(Reading passage)
A lot of conservative pundits have hitched their stars to Donald Trump. What if he loses?

Dea. Ron Gray Sr. · Sunday, August 28th 2016 at 2:09PM · 881 views
The Fix
A lot of conservative pundits have hitched their stars to Donald Trump. What if he loses?
By Callum Borchers August 28 at 7:00 AM

In future elections, Republicans seeking office will have to answer an important question: Where did you stand on Donald Trump?

Some seem acutely aware of this looming litmus test and are riding the fence (See: Ryan, Paul). Others are boldly offering what they hope will be the right answer.
Ted Cruz, counting on a Trump defeat in November, has positioned himself as a principled holdout, apparently convinced that refusing to endorse his party's presidential nominee will boost his 2020 stock among Republican voters, who will realize they nominated the wrong candidate this time around. Chris Christie, betting on a Trump victory, could be angling for a cabinet appointment but, absent that, may be setting himself up to be able to say in his next campaign that he got in on the ground floor of a rebuilt GOP.

The same thing is happening in the conservative media. Sean Hannity, Ann Coulter and Breitbart News are all in for Trump. If he wins, they can rightly claim to be the voices of the party — or, at least, the wing of it — in power. If he loses, fierce Trump critics such as Glenn Beck, Bill Kristol and the National Review will enjoy a kind of told-you-so validation that could bolster their credibility going forward.

That’s how it looks to me, anyway. For perspective from someone who is actually a player in this high-stakes game, I talked to National Review editor Rich Lowry about what he thinks is on the line in this election for his publication and everyone else on the right side of the press who has taken a strong stance, one way or the other, on the polarizing Republican nominee.

The following conversation has been edited for clarity and length.

THE FIX: You guys came out strongly and quite early in the race with your “Against Trump” issue. When we spoke about that in January, you talked about how you think of yourselves as a conscience of conservatism. Let’s say Trump wins. Will you have lost that status because the conscience is now with him and not you?

LOWRY: Well, conservatism needs a conscience whether it’s in power or not. We’ve gone through these phases before. Richard Nixon was elected president twice, and we were never quite comfortable with him and were very often at odds with him. It was always a very fraught relationship. Kind of the same thing with George H. W. Bush, once he broke the tax pledge. So we’re here to hold up the banner for these ideas. We’d prefer that people in power believe in them and try to pass policies in accordance with them, but that’s not always the case. It’s our role to keep banging the drum, regardless.

(Problem to work on) In the article on conservative pundits and Donald Trump, which publication does Rich Lowry edit? The entries that follow come from a different source than the article.

(Data listing)
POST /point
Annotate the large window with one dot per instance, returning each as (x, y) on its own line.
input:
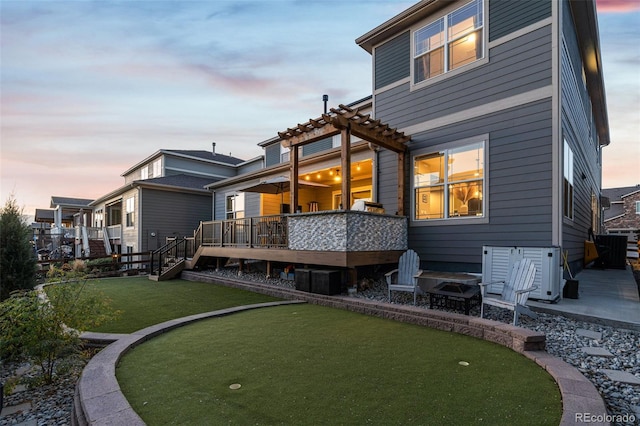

...

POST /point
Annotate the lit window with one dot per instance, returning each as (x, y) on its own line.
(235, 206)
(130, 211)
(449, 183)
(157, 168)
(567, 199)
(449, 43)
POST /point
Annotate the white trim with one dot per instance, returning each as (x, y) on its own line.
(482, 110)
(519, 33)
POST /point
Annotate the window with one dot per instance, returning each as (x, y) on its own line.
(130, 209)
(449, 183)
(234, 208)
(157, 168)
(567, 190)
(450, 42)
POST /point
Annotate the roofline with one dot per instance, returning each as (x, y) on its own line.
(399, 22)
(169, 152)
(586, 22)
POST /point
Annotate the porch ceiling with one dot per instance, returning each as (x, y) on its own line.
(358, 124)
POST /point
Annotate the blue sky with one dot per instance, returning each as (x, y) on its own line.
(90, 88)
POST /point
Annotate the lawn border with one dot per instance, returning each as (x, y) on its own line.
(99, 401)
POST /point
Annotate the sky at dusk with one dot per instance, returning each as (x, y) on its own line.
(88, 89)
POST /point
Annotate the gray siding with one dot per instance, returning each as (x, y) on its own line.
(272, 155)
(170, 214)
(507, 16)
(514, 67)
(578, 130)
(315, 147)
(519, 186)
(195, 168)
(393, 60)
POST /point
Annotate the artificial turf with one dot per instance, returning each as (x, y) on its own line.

(Result for this task) National Review